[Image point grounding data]
= = = = = = =

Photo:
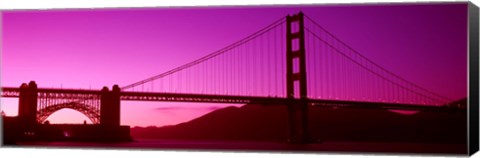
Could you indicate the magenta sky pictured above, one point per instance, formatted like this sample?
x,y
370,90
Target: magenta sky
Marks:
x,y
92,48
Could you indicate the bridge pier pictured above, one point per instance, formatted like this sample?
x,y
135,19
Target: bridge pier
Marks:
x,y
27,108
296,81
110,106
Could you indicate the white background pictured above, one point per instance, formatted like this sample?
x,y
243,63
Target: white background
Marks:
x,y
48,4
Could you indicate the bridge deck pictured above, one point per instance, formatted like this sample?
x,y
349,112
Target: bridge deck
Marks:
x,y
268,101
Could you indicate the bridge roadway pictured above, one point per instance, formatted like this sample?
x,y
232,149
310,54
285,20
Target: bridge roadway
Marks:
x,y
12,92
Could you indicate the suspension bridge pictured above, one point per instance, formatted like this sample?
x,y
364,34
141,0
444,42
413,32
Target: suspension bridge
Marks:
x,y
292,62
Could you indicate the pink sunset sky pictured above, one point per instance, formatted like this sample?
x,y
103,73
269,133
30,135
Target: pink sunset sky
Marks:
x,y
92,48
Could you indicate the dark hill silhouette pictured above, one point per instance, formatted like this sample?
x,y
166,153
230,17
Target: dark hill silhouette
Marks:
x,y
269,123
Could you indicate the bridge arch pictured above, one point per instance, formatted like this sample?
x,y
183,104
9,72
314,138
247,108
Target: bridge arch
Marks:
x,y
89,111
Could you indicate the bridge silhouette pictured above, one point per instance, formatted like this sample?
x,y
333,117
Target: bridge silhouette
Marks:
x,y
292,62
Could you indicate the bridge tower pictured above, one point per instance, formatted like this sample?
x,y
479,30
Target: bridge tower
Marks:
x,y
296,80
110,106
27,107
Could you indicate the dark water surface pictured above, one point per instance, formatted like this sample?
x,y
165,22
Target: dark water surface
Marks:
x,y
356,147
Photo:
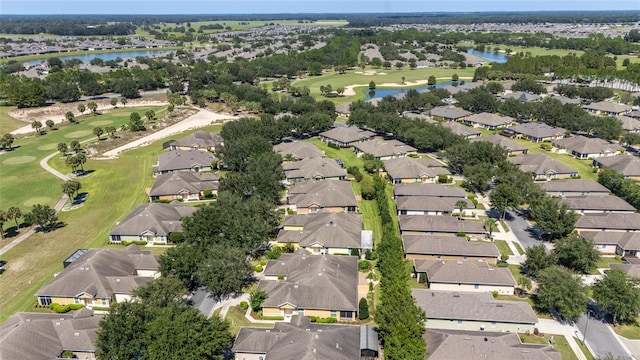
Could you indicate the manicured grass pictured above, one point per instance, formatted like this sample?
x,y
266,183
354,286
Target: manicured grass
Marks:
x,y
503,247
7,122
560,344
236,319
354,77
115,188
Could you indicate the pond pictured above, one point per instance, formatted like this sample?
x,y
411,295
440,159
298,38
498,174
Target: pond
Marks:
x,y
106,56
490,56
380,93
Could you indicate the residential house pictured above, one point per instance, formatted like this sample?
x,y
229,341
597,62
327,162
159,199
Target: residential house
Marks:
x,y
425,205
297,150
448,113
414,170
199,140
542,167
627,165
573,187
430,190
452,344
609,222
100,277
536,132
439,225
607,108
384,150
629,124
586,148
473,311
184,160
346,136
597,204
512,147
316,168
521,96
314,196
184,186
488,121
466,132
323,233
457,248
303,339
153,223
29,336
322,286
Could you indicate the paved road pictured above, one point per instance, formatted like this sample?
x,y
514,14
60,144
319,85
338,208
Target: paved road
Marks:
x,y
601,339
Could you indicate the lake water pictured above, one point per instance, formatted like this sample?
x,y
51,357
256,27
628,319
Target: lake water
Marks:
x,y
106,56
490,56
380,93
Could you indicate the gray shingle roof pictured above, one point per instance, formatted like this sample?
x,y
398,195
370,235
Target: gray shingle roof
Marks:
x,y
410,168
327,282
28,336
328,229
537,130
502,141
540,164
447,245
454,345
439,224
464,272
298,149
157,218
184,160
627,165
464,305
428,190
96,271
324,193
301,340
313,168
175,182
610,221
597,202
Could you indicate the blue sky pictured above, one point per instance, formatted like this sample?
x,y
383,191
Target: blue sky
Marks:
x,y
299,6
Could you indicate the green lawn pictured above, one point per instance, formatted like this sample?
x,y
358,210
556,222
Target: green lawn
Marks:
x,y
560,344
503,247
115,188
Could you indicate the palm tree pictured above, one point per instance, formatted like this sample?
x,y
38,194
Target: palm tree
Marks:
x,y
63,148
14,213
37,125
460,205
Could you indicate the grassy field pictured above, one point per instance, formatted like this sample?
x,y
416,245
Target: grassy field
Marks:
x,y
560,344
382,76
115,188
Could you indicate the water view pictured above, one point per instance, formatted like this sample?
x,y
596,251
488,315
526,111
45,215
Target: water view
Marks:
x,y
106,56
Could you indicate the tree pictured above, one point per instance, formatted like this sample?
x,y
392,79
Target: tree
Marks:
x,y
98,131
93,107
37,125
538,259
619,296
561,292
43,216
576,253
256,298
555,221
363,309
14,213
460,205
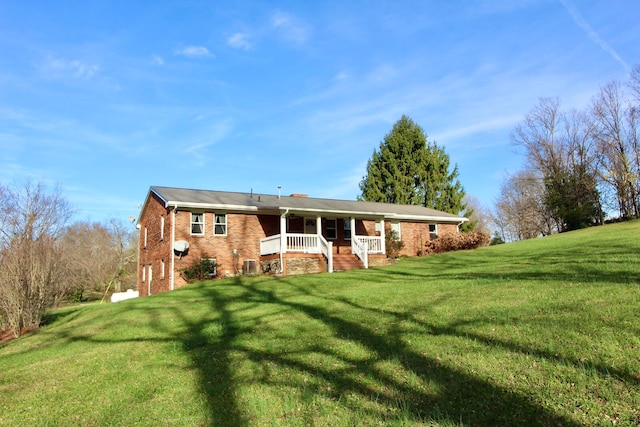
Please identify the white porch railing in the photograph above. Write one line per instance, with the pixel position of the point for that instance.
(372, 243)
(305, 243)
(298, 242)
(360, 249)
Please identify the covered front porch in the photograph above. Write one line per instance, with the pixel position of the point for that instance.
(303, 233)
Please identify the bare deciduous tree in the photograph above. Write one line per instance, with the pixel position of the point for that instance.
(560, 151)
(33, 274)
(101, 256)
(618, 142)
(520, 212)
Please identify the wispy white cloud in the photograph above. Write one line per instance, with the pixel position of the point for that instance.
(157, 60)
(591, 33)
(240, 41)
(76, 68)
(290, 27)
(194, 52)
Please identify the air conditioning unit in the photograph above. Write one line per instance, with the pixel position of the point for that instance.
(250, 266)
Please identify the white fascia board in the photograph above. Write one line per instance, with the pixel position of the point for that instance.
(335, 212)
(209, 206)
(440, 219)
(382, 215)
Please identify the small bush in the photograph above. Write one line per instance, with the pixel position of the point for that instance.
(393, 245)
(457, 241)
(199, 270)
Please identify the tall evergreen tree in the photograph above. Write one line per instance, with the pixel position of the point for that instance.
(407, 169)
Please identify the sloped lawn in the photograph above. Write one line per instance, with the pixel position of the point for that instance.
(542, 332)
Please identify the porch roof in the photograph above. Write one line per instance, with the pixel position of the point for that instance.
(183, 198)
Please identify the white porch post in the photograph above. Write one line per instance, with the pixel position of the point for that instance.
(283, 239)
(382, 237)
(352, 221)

= = = = = = =

For each line in the data that holds the word "background", copy the line.

» Solved problem:
Could you indicate the white background pictured above, one point per instance, formatted like this sample?
Target: white background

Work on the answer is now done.